Aim of the exercise >>
Start at the first line below and write out everything verbatim except the pictures.

>>>

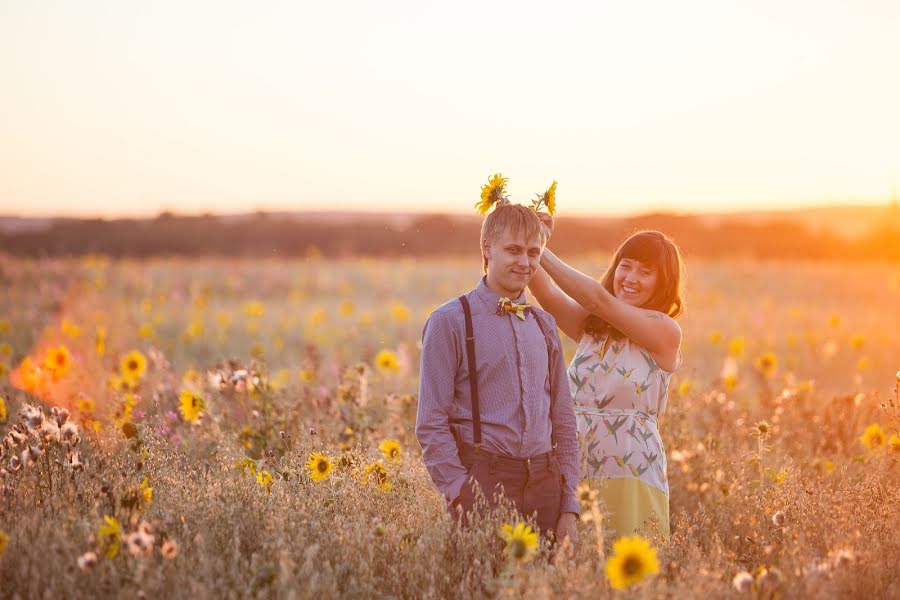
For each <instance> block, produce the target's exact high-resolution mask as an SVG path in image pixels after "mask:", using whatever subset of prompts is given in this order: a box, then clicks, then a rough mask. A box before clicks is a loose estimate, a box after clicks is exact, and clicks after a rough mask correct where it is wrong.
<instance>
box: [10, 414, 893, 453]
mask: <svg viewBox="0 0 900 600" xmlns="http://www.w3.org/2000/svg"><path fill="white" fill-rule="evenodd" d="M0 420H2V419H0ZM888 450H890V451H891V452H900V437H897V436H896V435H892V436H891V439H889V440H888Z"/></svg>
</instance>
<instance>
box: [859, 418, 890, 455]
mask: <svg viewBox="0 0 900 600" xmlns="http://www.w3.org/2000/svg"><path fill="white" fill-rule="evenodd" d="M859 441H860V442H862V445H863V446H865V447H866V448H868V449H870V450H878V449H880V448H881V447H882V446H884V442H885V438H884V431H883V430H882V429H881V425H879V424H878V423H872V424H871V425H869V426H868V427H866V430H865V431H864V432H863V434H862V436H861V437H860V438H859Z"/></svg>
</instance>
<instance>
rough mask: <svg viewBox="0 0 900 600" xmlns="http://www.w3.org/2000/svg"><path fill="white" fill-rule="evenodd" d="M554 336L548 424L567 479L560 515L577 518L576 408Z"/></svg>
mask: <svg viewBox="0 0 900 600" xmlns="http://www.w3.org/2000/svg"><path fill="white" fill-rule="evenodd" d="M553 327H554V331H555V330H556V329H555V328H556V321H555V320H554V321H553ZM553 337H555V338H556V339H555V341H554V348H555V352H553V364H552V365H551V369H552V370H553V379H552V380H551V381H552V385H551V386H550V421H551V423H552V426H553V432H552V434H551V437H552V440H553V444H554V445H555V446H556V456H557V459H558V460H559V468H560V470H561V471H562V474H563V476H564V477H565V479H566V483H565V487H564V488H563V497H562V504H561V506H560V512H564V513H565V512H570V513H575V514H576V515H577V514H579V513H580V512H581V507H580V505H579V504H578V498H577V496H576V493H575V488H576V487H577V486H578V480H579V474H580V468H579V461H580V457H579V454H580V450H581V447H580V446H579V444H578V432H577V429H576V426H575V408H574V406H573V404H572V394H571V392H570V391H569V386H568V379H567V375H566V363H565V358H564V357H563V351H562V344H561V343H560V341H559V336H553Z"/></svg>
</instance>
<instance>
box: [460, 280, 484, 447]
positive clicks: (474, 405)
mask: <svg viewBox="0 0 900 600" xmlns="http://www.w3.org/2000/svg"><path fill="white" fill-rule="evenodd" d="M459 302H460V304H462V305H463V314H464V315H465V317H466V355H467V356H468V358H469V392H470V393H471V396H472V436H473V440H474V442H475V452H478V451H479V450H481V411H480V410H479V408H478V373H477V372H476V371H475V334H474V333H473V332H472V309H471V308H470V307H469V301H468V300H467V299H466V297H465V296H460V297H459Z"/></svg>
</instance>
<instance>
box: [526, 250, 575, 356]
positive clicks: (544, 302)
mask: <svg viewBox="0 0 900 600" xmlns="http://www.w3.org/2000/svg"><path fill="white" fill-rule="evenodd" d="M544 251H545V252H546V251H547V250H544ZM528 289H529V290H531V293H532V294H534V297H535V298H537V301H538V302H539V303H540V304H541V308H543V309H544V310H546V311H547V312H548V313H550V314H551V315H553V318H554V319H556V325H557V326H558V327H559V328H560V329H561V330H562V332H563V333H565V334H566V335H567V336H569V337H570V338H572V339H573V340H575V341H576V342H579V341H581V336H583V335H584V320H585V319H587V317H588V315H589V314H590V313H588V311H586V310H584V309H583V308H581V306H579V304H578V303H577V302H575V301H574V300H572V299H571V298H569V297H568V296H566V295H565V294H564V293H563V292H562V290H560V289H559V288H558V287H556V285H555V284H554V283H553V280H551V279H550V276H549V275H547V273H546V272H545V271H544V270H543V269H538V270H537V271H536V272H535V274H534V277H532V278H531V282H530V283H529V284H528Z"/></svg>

<<<

Reply >>
For each <instance> block, produce the target's exact high-resolution mask as an SVG path in image pixels after "mask:", using whatever subset of prompts is given in this order: a box, then clicks, then a rough mask. A box before clicks is a loose estimate, a box after clicks is exact, and clicks after a rough mask correct where it is wrong.
<instance>
box: [10, 414, 893, 453]
mask: <svg viewBox="0 0 900 600" xmlns="http://www.w3.org/2000/svg"><path fill="white" fill-rule="evenodd" d="M0 420H2V419H0ZM888 450H890V451H891V452H900V437H897V436H896V435H892V436H891V439H889V440H888Z"/></svg>
</instance>
<instance>
box: [859, 418, 890, 455]
mask: <svg viewBox="0 0 900 600" xmlns="http://www.w3.org/2000/svg"><path fill="white" fill-rule="evenodd" d="M859 441H860V442H862V445H863V446H865V447H866V448H868V449H870V450H878V449H880V448H881V447H882V446H884V442H885V438H884V431H883V430H882V429H881V425H879V424H878V423H872V424H871V425H869V426H868V427H866V430H865V431H864V432H863V434H862V436H861V437H860V438H859Z"/></svg>
</instance>
<instance>
rough mask: <svg viewBox="0 0 900 600" xmlns="http://www.w3.org/2000/svg"><path fill="white" fill-rule="evenodd" d="M554 336L548 424L567 479L560 515L577 518L576 408Z"/></svg>
mask: <svg viewBox="0 0 900 600" xmlns="http://www.w3.org/2000/svg"><path fill="white" fill-rule="evenodd" d="M553 327H554V331H555V330H556V329H555V328H556V321H555V320H554V321H553ZM553 337H555V338H556V339H555V341H554V348H555V352H553V364H552V365H551V369H552V370H553V379H552V380H551V381H552V385H551V386H550V421H551V423H552V426H553V432H552V434H551V437H552V440H553V444H554V445H555V446H556V456H557V459H558V460H559V468H560V470H561V471H562V474H563V476H564V477H565V479H566V483H565V487H564V488H563V497H562V504H561V506H560V512H564V513H565V512H570V513H575V514H576V515H577V514H579V513H580V512H581V507H580V505H579V504H578V498H577V496H576V493H575V488H576V487H577V486H578V480H579V474H580V468H579V461H580V457H579V454H580V450H581V447H580V446H579V444H578V432H577V429H576V426H575V408H574V406H573V404H572V394H571V392H570V391H569V386H568V379H567V375H566V363H565V358H564V357H563V351H562V344H561V343H560V341H559V336H553Z"/></svg>
</instance>
<instance>
box: [460, 280, 484, 447]
positive clicks: (474, 405)
mask: <svg viewBox="0 0 900 600" xmlns="http://www.w3.org/2000/svg"><path fill="white" fill-rule="evenodd" d="M459 302H460V304H462V305H463V314H464V315H465V317H466V355H467V356H468V358H469V392H470V393H471V396H472V436H473V440H474V442H475V452H478V451H479V450H481V411H480V410H479V408H478V373H477V372H476V371H475V334H474V333H473V332H472V309H471V308H470V307H469V301H468V300H467V299H466V297H465V296H460V297H459Z"/></svg>
</instance>
<instance>
box: [526, 250, 575, 356]
positive clicks: (544, 302)
mask: <svg viewBox="0 0 900 600" xmlns="http://www.w3.org/2000/svg"><path fill="white" fill-rule="evenodd" d="M544 251H545V252H546V251H547V250H544ZM528 289H529V290H531V293H532V294H534V297H535V298H537V301H538V302H539V303H540V304H541V308H543V309H544V310H546V311H547V312H548V313H550V314H551V315H553V318H554V319H556V325H557V326H558V327H559V328H560V329H561V330H562V332H563V333H565V334H566V335H567V336H569V337H570V338H572V339H573V340H575V341H576V342H579V341H581V336H583V335H584V320H585V319H587V317H588V315H589V314H590V313H588V311H586V310H584V309H583V308H581V306H579V304H578V303H577V302H575V301H574V300H572V299H571V298H569V297H568V296H566V295H565V294H564V293H563V292H562V290H560V289H559V288H558V287H556V285H555V284H554V283H553V280H551V279H550V276H549V275H547V273H546V272H545V271H544V270H543V269H538V270H537V271H536V272H535V274H534V277H532V278H531V282H530V283H529V284H528Z"/></svg>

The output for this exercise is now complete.